··· Extrait du texte

De retour en Allemagne, je me suis rendu en février 2010 dans les nouveaux Länder de l’ancienne Allemagne de l’Est, pour visiter certains des lieux évoqués dans les récits des Madgermanes.

Nelson Munhegut de Maputo m’a raconté qu’il était arrivé à Oschatz en Saxe au cours de l’hiver 1987. Il pensait en réalité qu’il travaillerait à Rostock dans une entreprise du port, mais à son arrivée à l’aéroport de Berlin Schönefeld on l’informa qu’il recevrait d’abord une formation dans la verrerie d’Etat VEB Glasseidenwerk à Oschatz avant d’y être employé. À Schönefeld, le groupe de jeunes Mozambicains qui venait d’arriver était attendu par un car qui devait les conduire en Saxe. Nelson se souvient qu’on leur distribua des vestes, il faisait terriblement froid et il y avait de la neige partout.

Fin février 2010, il y avait également de la neige dans la vallée de la Döllnitz et sur les collines des environs d’Oschatz. J’ai pris quelques photographies du paysage enneigé en pensant que vingt ans auparavant Nelson devait avoir vu à peu près le même paysage depuis la fenêtre du car. Dans un premier temps, je n’ai pas suivi d’autres pistes concrètes. Je me suis simplement laissé porter en essayant de mieux découvrir certaines régions et villes évoquées dans les récits des Madgermanes tout en gardant toujours en tête la perspective de ces anciens ouvriers mozambicains. J’ai rapidement compris que cette nouvelle recherche déboucherait forcément sur un nouveau projet. L’expérience de mes voyages et toute la matière que j’en avais rapportée était tellement vaste et complexe qu’il semblait vraiment difficile de les résumer en un récit. Je voulais d’abord trouver un moyen de faire comprendre de manière marquante les différentes perspectives de l’époque et celles d’aujourd’hui, et la situation de ces travailleurs mozambicains en RDA, jouets d’une histoire mondiale qui les amena à une impasse. Il fallait pour ce faire que je me concentre sur une narration claire et que je termine cette première partie de mon projet avant de me consacrer au projet qui en découlerait, un projet cette fois sur les Madgermanes en Allemagne.

······

Liste des tâches →
a - D'après le récit sur les Madgermanes, où Nelson Munhegut croyait-il qu'il allait travailler avant d'atterrir à Berlin Schönefeld ?
b - Rédigez la suite du récit sur les Madgermanes en partant de sa dernière phrase.

··· Lignes de données

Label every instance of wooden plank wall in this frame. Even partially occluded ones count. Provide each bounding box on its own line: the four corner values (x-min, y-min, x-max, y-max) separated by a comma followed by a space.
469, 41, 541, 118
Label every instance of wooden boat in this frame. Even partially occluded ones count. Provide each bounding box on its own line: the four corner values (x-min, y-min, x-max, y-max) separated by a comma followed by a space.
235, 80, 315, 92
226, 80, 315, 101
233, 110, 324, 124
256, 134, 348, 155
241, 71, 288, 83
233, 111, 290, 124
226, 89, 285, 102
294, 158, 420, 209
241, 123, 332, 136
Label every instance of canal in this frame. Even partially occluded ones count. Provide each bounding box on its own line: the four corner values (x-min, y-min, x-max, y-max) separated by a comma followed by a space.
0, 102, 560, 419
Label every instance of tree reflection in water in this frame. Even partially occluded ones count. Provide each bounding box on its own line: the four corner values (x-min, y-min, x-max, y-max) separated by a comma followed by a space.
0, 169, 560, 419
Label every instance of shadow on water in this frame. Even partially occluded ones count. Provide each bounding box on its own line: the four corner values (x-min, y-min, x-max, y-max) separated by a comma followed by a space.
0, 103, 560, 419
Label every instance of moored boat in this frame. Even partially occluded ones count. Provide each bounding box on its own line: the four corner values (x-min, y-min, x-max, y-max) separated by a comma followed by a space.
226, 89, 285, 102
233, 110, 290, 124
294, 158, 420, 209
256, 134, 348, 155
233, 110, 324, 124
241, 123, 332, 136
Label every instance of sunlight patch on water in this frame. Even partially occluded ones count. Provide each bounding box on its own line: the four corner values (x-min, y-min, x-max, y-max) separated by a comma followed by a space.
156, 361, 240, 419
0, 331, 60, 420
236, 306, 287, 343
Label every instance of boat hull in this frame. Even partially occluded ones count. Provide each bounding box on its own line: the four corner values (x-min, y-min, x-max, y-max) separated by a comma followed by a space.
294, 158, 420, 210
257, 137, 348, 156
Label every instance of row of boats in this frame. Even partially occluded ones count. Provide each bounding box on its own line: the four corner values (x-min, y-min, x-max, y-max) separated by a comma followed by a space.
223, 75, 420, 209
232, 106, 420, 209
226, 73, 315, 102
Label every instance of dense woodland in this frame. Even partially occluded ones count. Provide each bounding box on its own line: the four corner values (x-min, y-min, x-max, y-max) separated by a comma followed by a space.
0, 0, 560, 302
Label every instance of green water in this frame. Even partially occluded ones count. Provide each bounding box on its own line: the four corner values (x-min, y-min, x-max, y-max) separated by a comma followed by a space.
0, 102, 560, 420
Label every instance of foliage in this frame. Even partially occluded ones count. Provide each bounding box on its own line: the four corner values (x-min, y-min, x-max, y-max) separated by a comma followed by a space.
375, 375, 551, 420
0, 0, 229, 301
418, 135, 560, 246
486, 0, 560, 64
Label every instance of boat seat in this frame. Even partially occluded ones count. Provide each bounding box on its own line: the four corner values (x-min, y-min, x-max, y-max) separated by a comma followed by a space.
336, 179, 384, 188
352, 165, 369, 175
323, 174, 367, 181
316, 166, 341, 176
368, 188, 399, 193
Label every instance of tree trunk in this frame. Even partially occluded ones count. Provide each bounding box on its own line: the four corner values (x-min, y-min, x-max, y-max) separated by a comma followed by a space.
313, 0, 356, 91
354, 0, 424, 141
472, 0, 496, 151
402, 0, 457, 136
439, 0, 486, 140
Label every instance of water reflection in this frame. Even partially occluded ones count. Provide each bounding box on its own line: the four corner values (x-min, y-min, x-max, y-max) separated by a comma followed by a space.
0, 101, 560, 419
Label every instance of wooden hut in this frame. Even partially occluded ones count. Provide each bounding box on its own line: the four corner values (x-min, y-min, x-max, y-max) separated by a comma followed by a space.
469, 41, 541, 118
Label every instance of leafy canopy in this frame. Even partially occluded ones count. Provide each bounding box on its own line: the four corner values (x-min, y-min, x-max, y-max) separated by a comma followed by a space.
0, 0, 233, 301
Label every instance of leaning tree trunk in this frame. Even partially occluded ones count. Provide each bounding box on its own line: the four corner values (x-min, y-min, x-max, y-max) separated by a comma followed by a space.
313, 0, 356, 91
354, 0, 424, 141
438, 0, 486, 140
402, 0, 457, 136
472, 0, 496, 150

······

Réponses par tâche →
a - Il croyait travailler à Rostock, dans une entreprise du port.

b -
Ce n’est que quelques années plus tard, en octobre 2014, que je suis retourné à Oschatz et que j’ai cette fois véritablement cherché les traces de cette amitié oubliée entre les peuples. J’ai d’abord suivi les récits de Nelson et d’autres travailleurs qui comme lui avaient travaillé au VEB Glasseidenwerk d’Oschatz. C’est en lisière de la ville d’Oschatz que j’ai découvert le foyer où habitaient les Mozambicains. Il est aujourd’hui exactement en face de la verrerie actuelle, la P-D Glasseiden GmbH. Cette verrerie d’Oschatz est l’une des entreprises qui ont survécu au passage à l’économie de marché après la chute du mur de Berlin. Le foyer et les bâtiments où étaient dispensées les formations de l’autre côté de la rue n’ont quant à eux pas aussi bien supporté le changement. Après le départ du dernier Mozambicain, le foyer servit encore quelques années à accueillir des réfugiés. Aujourd’hui, il ne reste plus qu’une ruine désaffectée, complètement à l’abandon. Parmi les nombreux graffitis qu’on y voit sur les murs, il y aussi des croix gammées et des slogans xénophobes.

À seulement 55 km de là, à Dresde, avaient eu lieu quelques jours avant que je reprenne ma recherche, les premières manifestations contre une prétendue islamisation de l’Allemagne et contre la politique d’immigration et d’accueil aux réfugiés du gouvernement fédéral, des protestations qui devaient bientôt converger dans le mouvement PEGIDA – une raison de plus pour moi de me confronter à la réalité des travailleurs mozambicains restés en Allemagne après 1990-1991.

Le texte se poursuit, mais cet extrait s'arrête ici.